(Set exercise) Rewrite every line from the one containing "of the black" up to and including the last line of the rows below, keeping the requests as they are. Multiply each coordinate in the answers by 0.95 and round the result to a whole number, rounding halves up.

(Dataset rows)
--- start ---

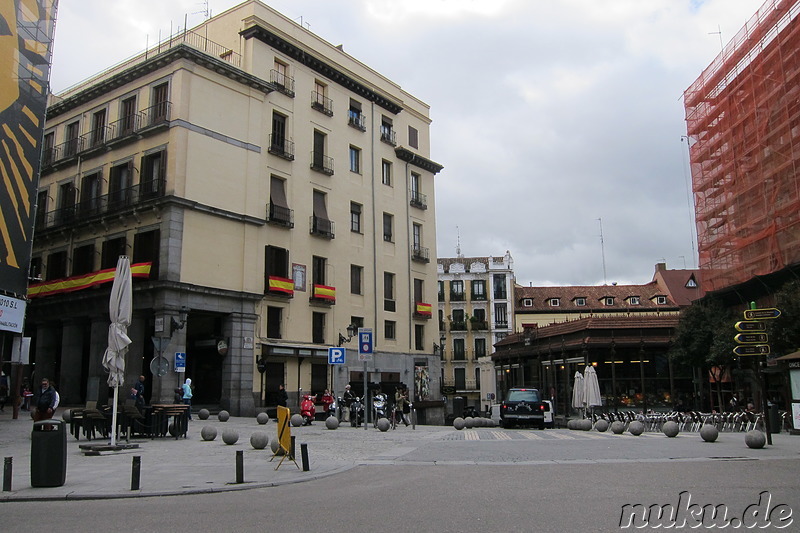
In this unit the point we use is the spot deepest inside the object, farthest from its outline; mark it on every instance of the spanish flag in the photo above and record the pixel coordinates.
(84, 281)
(283, 285)
(324, 292)
(423, 309)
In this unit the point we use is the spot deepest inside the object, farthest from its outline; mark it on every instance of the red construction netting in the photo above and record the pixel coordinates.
(743, 123)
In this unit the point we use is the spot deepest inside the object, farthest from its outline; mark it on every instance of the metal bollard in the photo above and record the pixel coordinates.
(239, 466)
(136, 469)
(7, 469)
(304, 454)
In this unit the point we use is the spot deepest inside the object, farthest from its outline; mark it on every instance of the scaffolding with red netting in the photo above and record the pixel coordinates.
(743, 123)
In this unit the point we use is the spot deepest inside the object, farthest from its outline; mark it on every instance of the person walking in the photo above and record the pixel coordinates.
(187, 395)
(45, 401)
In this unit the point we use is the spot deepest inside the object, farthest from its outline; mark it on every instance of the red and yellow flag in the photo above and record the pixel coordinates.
(84, 281)
(283, 285)
(324, 292)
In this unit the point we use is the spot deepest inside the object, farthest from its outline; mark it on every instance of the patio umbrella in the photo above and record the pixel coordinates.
(120, 308)
(577, 391)
(591, 394)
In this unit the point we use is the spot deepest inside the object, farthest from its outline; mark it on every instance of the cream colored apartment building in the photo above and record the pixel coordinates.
(280, 191)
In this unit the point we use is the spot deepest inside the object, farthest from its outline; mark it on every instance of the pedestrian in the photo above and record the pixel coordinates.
(45, 401)
(283, 397)
(187, 395)
(347, 398)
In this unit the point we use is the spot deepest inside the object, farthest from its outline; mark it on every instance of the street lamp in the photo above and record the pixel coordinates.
(352, 329)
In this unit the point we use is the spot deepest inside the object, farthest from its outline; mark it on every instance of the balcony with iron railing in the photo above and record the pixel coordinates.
(388, 135)
(321, 227)
(281, 147)
(283, 82)
(418, 200)
(322, 163)
(357, 120)
(420, 254)
(278, 215)
(321, 103)
(114, 203)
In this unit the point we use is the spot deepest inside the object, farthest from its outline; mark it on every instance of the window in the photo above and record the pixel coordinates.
(386, 173)
(413, 137)
(389, 329)
(153, 174)
(112, 249)
(499, 281)
(318, 270)
(278, 211)
(318, 328)
(388, 222)
(98, 128)
(274, 322)
(478, 289)
(355, 217)
(355, 160)
(83, 260)
(356, 275)
(459, 353)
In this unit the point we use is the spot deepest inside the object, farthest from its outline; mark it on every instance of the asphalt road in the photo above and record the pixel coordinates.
(505, 481)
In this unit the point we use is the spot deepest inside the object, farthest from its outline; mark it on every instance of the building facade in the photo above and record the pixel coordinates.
(279, 191)
(475, 312)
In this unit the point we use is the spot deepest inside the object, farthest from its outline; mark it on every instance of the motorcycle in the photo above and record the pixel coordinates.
(307, 409)
(356, 412)
(379, 408)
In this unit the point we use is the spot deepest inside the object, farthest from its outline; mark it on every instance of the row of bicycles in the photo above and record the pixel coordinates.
(693, 420)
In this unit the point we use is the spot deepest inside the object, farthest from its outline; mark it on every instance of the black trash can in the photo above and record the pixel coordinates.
(774, 418)
(48, 453)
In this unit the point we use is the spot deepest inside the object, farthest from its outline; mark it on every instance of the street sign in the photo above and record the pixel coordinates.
(745, 325)
(336, 356)
(751, 349)
(365, 344)
(180, 361)
(762, 314)
(751, 338)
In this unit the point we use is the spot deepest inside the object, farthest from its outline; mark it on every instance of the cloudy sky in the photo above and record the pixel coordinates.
(552, 118)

--- end ---

(Exercise output)
In this unit the point we use is the spot deepest inside the object, farthest from its outline; mark it on every instance of the black trash can in the photo above and record the pixel coordinates.
(735, 397)
(46, 430)
In this unit the point we use is the spot deepest inside the object, farthest from its outline; mark it on every instance of the street sign in the photo above and record the pixel coordinates.
(708, 309)
(319, 338)
(713, 332)
(347, 327)
(171, 343)
(724, 298)
(713, 321)
In this unit the point we use is the spot deepest inside the object, farthest from its outline; mark it on every instance of the cloudy sky in the photo above and record the pixel coordinates.
(524, 112)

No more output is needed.